--- WHAT IS EXPECTED ---
Report only the number of lines in the items below that contain the word "lens". Case counts.

--- TASK INPUTS ---
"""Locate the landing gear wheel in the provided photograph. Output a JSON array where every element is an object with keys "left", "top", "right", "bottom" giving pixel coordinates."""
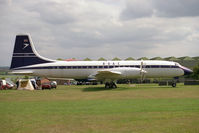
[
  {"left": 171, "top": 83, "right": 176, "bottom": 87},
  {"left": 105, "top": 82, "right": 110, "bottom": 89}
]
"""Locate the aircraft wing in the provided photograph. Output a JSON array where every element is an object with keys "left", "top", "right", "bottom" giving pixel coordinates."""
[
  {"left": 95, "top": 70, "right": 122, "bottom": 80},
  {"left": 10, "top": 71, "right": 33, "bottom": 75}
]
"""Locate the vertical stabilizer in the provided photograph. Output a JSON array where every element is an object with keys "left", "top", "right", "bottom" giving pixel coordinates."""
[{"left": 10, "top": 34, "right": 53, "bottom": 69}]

--

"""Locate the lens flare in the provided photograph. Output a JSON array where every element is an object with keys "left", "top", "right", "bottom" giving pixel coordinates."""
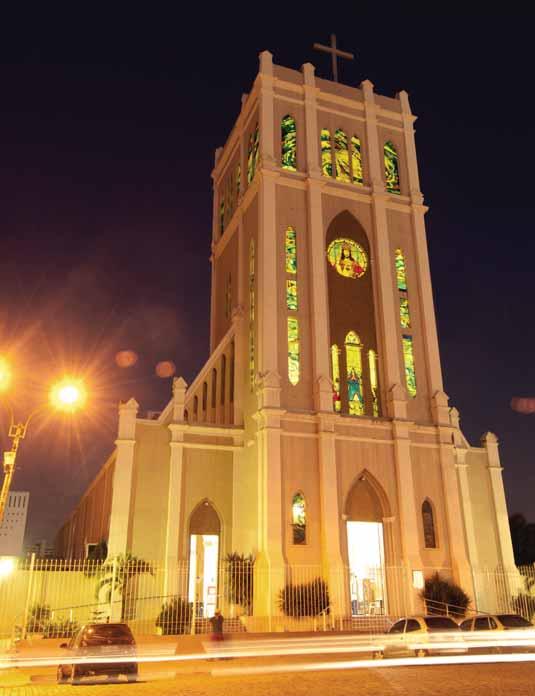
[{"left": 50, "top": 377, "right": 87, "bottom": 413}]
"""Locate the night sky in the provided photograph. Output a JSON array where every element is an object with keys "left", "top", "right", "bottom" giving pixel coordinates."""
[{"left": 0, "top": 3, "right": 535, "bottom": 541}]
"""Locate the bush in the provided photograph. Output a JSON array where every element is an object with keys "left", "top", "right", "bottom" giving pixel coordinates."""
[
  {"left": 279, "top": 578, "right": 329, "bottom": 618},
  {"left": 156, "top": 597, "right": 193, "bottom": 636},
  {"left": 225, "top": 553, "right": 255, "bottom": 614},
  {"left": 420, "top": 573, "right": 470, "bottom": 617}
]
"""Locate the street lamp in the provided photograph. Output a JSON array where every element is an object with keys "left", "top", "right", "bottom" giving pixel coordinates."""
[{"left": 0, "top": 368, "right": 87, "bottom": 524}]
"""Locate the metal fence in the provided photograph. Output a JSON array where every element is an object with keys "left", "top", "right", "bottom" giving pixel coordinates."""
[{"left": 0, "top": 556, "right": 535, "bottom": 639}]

--- RESPONSE TO THE TASK ---
1